In the records below, find the line containing "Where can the chair" and restate it and all lines after it exactly, through the last line.

--- Records to process Enclosed Below ---

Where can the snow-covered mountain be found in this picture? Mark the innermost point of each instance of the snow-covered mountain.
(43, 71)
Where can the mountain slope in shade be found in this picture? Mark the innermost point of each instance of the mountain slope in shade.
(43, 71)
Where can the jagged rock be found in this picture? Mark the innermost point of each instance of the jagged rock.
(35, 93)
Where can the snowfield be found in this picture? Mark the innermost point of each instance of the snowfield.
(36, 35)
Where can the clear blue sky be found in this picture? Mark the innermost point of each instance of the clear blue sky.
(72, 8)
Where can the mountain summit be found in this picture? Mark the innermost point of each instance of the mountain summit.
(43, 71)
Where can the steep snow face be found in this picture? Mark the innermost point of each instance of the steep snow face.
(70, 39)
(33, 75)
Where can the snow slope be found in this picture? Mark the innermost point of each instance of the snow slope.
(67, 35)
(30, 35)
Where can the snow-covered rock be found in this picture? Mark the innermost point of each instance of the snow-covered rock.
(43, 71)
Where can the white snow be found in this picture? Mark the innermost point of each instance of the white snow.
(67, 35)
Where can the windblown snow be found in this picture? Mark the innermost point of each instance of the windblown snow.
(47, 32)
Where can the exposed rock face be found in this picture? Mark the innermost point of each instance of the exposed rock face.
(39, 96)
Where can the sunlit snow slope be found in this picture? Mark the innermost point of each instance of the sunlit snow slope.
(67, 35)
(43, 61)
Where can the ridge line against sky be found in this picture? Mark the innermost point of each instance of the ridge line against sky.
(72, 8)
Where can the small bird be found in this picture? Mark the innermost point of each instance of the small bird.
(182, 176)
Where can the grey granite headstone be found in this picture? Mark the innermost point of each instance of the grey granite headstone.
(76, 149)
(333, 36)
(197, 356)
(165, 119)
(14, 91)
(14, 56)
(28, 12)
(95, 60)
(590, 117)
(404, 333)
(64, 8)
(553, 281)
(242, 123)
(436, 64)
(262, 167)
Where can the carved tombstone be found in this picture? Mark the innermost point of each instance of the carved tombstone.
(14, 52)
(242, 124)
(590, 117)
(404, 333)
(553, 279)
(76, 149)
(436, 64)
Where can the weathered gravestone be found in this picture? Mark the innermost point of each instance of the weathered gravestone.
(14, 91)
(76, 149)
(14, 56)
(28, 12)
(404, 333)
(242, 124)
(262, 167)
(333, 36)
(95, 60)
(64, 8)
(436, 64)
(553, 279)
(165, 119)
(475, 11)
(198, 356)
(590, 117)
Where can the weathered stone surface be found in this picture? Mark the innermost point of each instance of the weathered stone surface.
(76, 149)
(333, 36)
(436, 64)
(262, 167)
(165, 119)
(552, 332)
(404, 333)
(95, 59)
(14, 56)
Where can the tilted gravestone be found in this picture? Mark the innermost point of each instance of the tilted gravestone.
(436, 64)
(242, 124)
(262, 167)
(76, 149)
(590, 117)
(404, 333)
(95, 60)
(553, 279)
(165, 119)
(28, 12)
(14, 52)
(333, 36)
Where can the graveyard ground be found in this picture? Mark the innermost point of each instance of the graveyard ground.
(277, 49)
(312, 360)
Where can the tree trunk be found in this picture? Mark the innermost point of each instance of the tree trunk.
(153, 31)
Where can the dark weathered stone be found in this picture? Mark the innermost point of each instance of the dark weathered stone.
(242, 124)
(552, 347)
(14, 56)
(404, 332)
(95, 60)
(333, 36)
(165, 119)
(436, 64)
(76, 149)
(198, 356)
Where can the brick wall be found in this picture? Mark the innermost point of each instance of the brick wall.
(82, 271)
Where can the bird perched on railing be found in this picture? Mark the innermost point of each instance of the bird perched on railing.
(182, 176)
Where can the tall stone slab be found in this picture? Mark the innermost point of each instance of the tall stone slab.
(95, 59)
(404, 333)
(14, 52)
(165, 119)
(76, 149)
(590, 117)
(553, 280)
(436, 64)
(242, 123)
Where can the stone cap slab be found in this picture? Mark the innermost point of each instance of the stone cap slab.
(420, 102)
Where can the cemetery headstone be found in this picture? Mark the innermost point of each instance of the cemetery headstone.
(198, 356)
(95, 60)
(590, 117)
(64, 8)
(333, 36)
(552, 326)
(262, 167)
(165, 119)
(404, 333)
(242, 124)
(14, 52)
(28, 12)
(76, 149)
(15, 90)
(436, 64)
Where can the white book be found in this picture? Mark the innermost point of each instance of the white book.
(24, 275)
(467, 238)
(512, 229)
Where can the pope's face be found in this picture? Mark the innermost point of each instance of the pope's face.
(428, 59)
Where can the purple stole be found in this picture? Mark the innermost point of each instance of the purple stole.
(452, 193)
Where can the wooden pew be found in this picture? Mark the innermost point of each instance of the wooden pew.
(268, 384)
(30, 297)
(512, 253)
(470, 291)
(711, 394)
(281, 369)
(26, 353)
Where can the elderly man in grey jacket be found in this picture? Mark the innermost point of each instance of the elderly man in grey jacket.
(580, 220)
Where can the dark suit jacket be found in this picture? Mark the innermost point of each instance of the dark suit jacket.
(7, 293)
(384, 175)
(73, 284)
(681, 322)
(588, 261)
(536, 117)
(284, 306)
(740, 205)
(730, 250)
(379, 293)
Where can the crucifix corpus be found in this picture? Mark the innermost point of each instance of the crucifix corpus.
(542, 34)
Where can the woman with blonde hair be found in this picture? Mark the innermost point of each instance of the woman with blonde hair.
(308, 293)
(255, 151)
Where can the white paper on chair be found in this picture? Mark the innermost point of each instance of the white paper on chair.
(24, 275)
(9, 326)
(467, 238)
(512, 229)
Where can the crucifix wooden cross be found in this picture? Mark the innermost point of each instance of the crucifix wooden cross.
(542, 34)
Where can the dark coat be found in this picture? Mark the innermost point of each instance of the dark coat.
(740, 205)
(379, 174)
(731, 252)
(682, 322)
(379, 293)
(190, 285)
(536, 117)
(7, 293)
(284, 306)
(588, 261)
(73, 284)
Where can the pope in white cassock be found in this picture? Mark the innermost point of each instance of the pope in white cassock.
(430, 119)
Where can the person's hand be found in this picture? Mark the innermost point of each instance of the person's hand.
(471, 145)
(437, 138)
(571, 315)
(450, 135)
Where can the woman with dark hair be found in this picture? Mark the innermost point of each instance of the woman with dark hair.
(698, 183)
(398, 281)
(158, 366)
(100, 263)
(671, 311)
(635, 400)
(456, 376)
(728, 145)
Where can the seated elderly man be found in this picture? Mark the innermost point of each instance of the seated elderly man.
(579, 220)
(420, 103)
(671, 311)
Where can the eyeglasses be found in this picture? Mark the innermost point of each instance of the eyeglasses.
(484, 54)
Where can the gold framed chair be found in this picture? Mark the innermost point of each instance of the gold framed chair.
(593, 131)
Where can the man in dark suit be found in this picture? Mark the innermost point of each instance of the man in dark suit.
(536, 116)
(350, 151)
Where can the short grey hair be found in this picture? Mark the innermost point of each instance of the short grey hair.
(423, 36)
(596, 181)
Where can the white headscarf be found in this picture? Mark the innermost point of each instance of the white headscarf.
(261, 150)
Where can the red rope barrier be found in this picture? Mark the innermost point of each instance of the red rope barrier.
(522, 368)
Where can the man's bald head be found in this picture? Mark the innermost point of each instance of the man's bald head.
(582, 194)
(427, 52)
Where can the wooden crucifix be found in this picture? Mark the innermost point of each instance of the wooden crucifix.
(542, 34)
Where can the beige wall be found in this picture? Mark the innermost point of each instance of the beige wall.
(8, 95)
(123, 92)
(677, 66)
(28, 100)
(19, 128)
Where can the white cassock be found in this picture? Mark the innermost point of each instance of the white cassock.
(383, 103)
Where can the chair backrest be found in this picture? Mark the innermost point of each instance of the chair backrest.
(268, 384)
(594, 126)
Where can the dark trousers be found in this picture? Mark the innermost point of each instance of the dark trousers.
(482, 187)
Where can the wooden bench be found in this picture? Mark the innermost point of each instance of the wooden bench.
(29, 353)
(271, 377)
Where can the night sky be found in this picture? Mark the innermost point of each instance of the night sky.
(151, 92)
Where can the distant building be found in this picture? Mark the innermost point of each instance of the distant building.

--- End of Enclosed Records to process ---

Answer below:
Where can the chair backrest be found in this picture? Mark the innermost point of each instance of the chair backrest.
(268, 384)
(594, 126)
Where can the dark trousers be found in this picture? Mark the innermost point of each instance of the dark trousers.
(482, 187)
Where can the wooden bench be found in this picture? Mark the innermost point of each instance of the wooden bench.
(29, 353)
(271, 377)
Where can the night sky be found in this picture? Mark the innermost point of each instance of the night sky.
(151, 92)
Where can the distant building be found in this picture? Mark the innermost point of each instance of the distant building.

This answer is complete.